▸ **Prompt**:
How many lines of the listing below contain the string "dashed"? Reply with the number alone.

▸ **Items**:
= = = = = = =

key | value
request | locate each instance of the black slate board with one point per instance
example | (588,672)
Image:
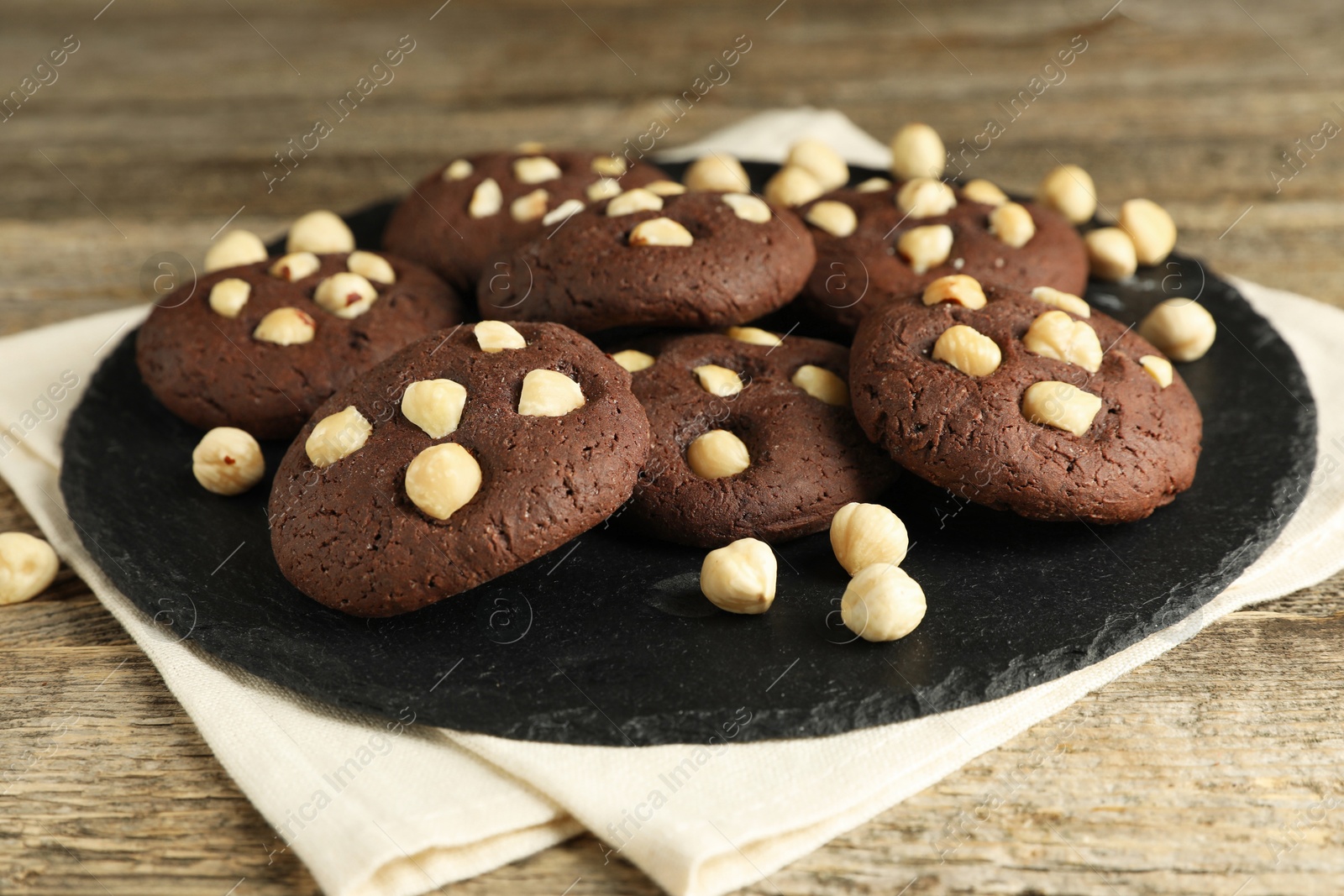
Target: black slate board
(606,641)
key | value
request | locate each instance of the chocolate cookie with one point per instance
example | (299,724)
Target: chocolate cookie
(261,345)
(750,438)
(1021,405)
(452,464)
(475,207)
(864,262)
(694,259)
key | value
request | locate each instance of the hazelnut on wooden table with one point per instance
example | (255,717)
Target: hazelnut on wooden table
(228,461)
(739,578)
(867,533)
(27,567)
(882,604)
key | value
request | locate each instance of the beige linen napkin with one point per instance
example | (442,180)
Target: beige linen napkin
(378,808)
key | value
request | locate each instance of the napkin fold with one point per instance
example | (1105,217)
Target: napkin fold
(394,808)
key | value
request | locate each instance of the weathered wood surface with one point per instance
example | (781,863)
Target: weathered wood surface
(1213,770)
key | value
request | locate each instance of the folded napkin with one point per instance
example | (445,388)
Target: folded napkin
(381,808)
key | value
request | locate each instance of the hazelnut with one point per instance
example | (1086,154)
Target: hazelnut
(718,380)
(925,197)
(968,349)
(1070,191)
(1159,369)
(753,336)
(286,327)
(370,266)
(228,296)
(535,170)
(1059,336)
(487,199)
(496,336)
(1062,300)
(792,186)
(633,360)
(320,231)
(867,533)
(960,289)
(1149,228)
(984,191)
(346,296)
(660,231)
(296,266)
(443,479)
(27,567)
(609,165)
(1059,405)
(739,578)
(822,385)
(436,406)
(716,454)
(530,207)
(1180,328)
(835,217)
(604,188)
(459,170)
(664,188)
(882,604)
(338,436)
(237,248)
(925,248)
(717,172)
(1110,253)
(822,161)
(633,201)
(748,207)
(1012,224)
(549,394)
(228,461)
(917,150)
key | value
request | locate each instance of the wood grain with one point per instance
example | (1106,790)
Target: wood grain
(1211,770)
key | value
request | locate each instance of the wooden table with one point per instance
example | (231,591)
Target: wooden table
(1213,770)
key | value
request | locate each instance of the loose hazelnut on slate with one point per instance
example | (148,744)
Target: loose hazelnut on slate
(549,394)
(832,217)
(716,454)
(27,567)
(867,533)
(1070,191)
(739,578)
(286,327)
(436,406)
(748,207)
(1182,328)
(917,150)
(961,289)
(443,479)
(496,336)
(1061,405)
(338,436)
(235,248)
(717,172)
(882,604)
(1110,253)
(228,461)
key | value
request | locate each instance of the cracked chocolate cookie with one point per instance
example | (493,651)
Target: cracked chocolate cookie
(890,242)
(457,459)
(1028,402)
(692,259)
(261,345)
(752,437)
(477,206)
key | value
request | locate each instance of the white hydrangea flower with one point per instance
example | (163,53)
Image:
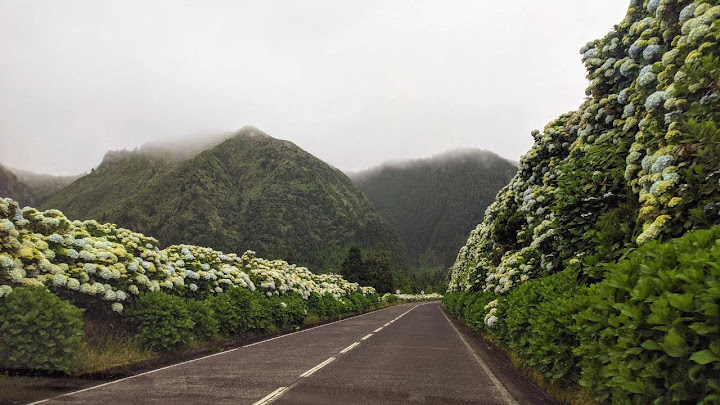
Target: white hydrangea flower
(5,290)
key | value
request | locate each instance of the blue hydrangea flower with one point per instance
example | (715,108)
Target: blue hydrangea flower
(653,5)
(655,100)
(647,76)
(661,163)
(650,52)
(687,13)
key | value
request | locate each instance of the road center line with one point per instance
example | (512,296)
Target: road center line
(314,327)
(318,367)
(201,358)
(347,349)
(271,396)
(500,387)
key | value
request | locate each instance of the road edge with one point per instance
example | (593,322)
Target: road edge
(519,387)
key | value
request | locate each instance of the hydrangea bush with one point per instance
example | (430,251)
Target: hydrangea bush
(600,200)
(106,265)
(638,161)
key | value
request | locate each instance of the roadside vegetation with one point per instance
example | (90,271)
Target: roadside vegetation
(596,268)
(79,297)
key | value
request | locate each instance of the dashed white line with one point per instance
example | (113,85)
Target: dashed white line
(314,327)
(318,367)
(347,349)
(271,396)
(200,358)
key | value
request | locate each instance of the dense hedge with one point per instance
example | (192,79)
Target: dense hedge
(648,333)
(39,331)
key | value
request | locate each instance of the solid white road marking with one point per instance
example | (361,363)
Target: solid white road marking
(347,349)
(500,387)
(318,367)
(314,327)
(201,358)
(271,396)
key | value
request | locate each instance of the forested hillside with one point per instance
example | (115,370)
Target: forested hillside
(435,202)
(44,185)
(574,266)
(251,191)
(11,186)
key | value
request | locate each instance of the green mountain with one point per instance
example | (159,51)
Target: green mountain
(11,186)
(45,185)
(435,202)
(251,191)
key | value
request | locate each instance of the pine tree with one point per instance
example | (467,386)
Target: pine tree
(352,266)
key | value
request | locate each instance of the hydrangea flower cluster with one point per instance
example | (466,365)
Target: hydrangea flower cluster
(113,264)
(654,103)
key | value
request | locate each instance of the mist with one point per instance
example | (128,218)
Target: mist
(354,83)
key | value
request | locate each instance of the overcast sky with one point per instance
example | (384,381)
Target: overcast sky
(355,83)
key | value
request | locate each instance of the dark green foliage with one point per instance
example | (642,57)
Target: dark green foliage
(474,309)
(379,268)
(162,321)
(38,330)
(430,280)
(240,311)
(288,310)
(535,321)
(326,306)
(651,330)
(435,202)
(207,327)
(251,192)
(373,271)
(353,268)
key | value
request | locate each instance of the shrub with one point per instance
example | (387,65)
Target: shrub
(325,305)
(38,330)
(650,332)
(537,324)
(207,327)
(239,311)
(162,321)
(474,309)
(288,310)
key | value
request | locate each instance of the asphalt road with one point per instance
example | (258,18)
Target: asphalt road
(409,353)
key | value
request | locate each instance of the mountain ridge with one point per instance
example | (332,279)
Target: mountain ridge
(251,191)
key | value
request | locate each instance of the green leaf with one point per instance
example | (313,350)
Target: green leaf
(704,357)
(683,302)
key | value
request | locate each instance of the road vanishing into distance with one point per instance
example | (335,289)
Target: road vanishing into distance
(410,353)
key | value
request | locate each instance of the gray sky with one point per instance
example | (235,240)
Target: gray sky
(355,83)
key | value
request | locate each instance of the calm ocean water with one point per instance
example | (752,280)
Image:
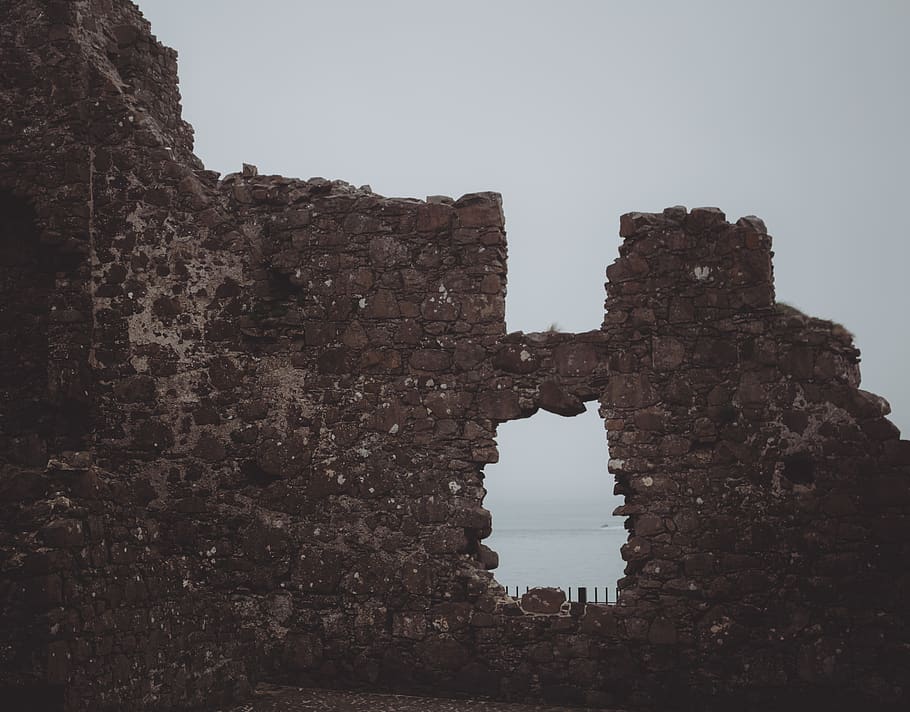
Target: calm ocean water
(582,551)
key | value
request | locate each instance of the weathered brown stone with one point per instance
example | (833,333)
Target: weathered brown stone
(287,391)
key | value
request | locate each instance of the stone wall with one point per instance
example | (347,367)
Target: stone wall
(261,409)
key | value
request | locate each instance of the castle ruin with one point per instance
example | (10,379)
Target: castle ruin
(244,423)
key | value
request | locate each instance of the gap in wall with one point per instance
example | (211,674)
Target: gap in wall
(552,500)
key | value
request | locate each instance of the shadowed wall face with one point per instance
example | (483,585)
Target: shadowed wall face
(26,282)
(297,385)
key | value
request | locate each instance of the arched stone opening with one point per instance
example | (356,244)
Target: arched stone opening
(43,342)
(551,500)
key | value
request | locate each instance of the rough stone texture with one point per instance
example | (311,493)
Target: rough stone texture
(245,420)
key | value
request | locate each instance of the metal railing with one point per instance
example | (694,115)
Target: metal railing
(581,595)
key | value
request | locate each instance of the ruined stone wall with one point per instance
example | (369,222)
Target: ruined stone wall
(265,406)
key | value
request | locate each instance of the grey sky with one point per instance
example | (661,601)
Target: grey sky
(580,111)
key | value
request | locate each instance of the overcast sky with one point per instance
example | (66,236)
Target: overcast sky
(579,111)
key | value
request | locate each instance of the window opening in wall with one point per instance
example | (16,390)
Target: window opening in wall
(552,503)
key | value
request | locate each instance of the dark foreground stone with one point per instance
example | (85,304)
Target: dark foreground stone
(271,698)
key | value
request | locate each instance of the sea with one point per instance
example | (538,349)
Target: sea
(551,501)
(568,553)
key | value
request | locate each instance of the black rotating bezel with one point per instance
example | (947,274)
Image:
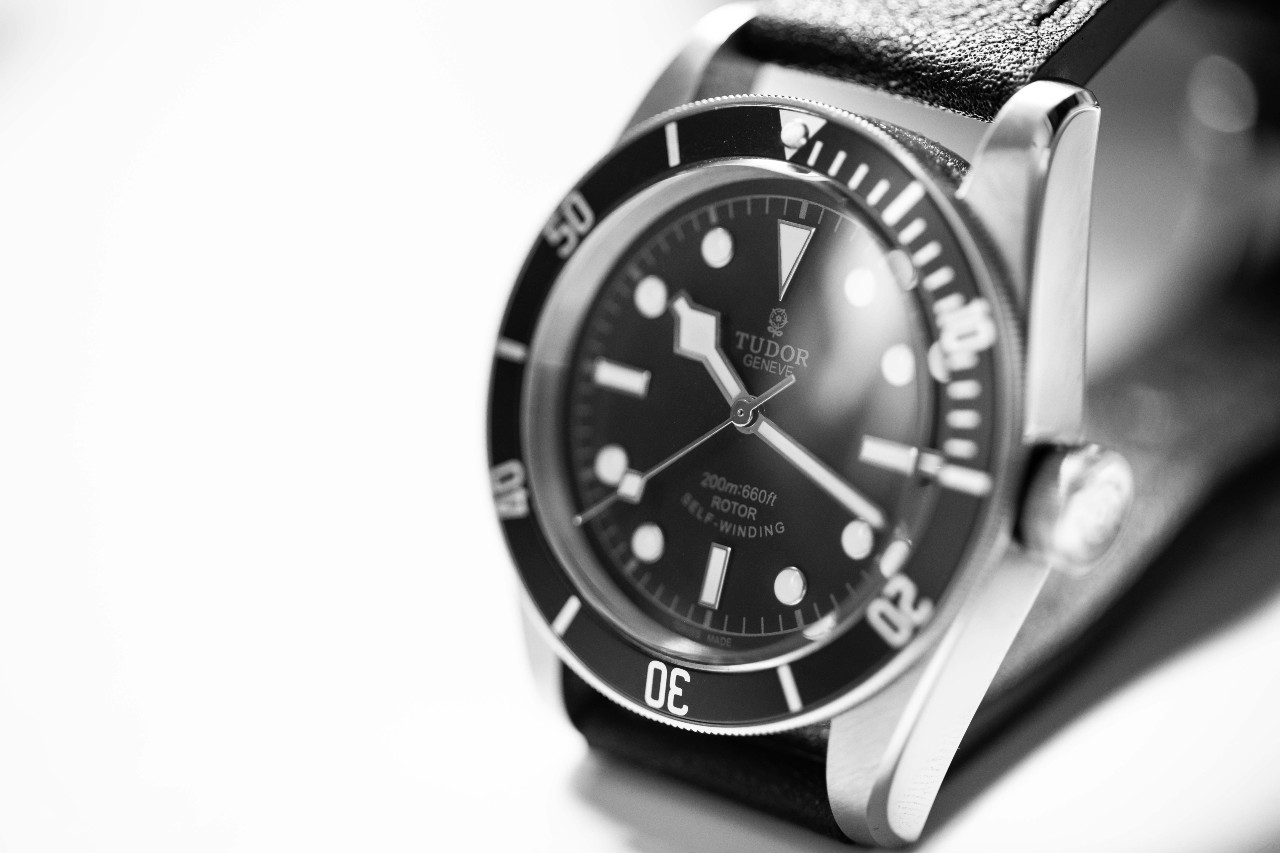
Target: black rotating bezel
(965,528)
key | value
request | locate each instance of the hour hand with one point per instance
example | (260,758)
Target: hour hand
(698,338)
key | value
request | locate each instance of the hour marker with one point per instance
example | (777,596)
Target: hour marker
(964,389)
(938,364)
(877,192)
(672,145)
(964,419)
(790,587)
(620,377)
(713,582)
(901,267)
(512,350)
(611,464)
(856,539)
(903,204)
(895,557)
(717,247)
(648,543)
(789,688)
(927,252)
(965,479)
(565,617)
(897,365)
(914,229)
(792,240)
(631,487)
(940,277)
(798,128)
(860,287)
(650,296)
(795,135)
(888,455)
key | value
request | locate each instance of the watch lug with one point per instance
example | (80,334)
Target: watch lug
(547,667)
(1031,187)
(708,65)
(886,757)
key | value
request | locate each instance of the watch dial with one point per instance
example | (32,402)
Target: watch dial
(746,420)
(763,532)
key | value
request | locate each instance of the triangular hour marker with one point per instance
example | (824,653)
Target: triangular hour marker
(792,240)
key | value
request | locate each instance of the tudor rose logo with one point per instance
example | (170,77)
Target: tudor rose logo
(777,319)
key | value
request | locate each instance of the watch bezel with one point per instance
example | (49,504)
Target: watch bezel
(528,537)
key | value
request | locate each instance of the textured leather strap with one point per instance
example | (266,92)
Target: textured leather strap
(964,56)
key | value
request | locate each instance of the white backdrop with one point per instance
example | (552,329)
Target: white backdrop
(252,256)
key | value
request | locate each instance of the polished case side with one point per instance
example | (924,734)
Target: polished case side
(1029,195)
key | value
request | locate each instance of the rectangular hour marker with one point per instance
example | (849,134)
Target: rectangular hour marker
(789,688)
(566,616)
(928,252)
(903,204)
(877,192)
(512,350)
(965,479)
(620,377)
(888,455)
(713,582)
(672,145)
(913,231)
(835,164)
(894,557)
(940,277)
(964,419)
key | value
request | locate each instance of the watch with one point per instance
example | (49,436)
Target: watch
(790,428)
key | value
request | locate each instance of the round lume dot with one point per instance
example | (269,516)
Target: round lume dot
(856,539)
(648,543)
(650,296)
(717,247)
(611,464)
(790,585)
(897,365)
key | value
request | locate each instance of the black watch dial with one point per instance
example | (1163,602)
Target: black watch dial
(740,524)
(750,415)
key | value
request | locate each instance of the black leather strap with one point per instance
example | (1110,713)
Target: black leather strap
(964,56)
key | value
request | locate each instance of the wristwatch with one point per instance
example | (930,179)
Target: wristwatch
(787,423)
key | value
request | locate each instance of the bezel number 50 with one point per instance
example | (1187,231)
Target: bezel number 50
(568,224)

= = = = = = =

▸ **Answer to this exercise**:
2